**RECORD SET:**

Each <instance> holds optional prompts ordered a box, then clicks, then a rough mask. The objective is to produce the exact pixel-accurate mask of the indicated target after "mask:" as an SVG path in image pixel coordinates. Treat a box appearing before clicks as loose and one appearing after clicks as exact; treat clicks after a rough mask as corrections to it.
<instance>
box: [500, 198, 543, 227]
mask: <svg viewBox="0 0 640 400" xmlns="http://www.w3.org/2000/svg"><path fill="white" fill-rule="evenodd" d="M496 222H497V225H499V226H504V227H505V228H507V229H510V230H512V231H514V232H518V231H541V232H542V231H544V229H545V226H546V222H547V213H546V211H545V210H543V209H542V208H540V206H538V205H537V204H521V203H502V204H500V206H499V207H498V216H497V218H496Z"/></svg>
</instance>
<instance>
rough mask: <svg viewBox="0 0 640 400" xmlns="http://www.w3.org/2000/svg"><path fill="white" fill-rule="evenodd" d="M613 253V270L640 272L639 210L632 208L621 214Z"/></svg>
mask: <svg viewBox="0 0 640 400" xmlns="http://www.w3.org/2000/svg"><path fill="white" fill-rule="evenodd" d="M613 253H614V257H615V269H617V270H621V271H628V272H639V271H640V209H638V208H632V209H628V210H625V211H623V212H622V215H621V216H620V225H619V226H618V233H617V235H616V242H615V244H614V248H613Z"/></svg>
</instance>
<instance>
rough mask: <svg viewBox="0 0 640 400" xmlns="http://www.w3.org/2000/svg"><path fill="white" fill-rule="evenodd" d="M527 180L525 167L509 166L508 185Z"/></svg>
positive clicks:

**PROBLEM TO SOLVE:**
A single figure is required: the number of lines above in which the word "clicks" occurs.

**ANSWER TO THE PROBLEM:**
2